▶ **To be done**:
Please render the material as a Markdown table with columns Row and Text, starting at the line containing "Note: the class marks the concrete sidewalk" and ending at the last line of the material. Put each line's number in Row and the line in Text, and leave out blank lines.

▶ **Supplied entries**:
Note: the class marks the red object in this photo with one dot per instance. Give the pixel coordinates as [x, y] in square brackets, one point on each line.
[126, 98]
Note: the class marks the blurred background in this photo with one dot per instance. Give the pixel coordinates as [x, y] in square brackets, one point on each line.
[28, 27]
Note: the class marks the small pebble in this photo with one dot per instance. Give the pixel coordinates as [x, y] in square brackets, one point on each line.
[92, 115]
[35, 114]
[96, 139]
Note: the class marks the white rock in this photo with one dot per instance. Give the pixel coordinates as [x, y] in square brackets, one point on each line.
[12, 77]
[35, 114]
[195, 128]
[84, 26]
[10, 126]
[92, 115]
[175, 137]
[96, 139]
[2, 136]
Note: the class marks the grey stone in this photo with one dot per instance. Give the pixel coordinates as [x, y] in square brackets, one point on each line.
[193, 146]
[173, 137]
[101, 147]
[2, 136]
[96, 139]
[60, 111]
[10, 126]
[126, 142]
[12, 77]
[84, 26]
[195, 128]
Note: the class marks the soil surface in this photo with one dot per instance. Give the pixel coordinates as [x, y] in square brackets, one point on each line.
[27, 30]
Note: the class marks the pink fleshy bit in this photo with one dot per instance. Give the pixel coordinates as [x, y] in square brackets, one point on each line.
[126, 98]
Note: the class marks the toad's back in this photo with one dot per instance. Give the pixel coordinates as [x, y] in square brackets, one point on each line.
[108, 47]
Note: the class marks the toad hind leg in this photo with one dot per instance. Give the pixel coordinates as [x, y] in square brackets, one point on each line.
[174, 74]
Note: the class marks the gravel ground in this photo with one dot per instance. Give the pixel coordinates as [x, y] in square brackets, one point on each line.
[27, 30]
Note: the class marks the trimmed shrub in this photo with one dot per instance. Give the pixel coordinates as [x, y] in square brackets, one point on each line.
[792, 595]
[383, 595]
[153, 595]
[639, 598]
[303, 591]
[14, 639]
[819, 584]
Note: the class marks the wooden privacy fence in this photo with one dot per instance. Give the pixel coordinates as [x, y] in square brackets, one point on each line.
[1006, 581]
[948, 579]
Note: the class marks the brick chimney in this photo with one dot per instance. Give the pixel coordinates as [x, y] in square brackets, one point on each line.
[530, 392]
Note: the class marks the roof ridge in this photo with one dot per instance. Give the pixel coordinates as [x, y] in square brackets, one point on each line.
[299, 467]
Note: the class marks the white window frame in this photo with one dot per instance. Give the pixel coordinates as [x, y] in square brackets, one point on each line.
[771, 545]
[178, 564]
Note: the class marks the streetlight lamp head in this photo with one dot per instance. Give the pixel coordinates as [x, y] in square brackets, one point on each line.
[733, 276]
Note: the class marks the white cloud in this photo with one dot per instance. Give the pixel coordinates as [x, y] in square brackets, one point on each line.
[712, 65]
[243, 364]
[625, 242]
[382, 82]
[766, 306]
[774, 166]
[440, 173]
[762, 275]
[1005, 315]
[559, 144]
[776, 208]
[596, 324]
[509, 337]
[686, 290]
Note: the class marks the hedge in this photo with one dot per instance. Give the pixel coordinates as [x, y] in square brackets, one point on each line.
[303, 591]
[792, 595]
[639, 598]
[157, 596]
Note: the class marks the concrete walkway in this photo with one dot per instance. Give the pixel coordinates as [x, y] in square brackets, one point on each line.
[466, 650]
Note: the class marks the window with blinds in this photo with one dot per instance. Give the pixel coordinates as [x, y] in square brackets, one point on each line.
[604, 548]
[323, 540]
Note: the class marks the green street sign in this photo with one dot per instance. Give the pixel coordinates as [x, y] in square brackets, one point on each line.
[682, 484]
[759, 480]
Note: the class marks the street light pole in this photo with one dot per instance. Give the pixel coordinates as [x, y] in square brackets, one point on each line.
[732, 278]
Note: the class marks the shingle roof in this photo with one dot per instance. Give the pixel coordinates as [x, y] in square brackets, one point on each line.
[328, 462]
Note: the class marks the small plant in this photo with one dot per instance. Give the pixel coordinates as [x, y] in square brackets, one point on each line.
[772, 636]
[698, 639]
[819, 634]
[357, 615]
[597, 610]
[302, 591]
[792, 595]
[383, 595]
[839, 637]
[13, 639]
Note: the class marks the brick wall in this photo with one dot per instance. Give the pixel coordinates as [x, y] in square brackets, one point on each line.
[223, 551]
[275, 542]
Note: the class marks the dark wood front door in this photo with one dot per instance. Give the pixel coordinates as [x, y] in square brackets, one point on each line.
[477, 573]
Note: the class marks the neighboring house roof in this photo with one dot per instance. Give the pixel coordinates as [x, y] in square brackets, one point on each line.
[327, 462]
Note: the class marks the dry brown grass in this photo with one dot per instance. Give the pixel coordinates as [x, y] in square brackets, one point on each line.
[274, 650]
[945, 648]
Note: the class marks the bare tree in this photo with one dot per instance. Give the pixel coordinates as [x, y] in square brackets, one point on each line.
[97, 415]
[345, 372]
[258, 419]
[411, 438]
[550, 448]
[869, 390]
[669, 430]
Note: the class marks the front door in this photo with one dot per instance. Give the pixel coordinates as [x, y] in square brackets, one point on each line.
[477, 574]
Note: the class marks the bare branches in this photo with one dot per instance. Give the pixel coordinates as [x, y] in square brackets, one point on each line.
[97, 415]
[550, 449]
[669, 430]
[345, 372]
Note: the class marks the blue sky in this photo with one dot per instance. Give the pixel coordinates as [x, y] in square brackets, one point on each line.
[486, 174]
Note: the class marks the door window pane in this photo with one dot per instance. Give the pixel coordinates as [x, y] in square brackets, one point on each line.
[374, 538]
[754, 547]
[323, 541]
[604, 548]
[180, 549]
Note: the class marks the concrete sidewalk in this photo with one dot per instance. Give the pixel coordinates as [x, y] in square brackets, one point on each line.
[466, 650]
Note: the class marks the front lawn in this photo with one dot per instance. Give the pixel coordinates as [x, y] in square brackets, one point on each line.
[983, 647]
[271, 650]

▶ **Result for this task**:
| Row | Text |
|---|---|
| 1 | Note: the class marks the concrete sidewalk in this photo with one dot per instance. Give the pixel coordinates as [x, y] in square brackets, one point on each line. |
| 2 | [466, 650] |
| 3 | Note: the class marks the front lawn in this photo with one dot per instance. Give the pixel coordinates as [x, y] in square brackets, one point on each line. |
| 4 | [983, 647] |
| 5 | [271, 650] |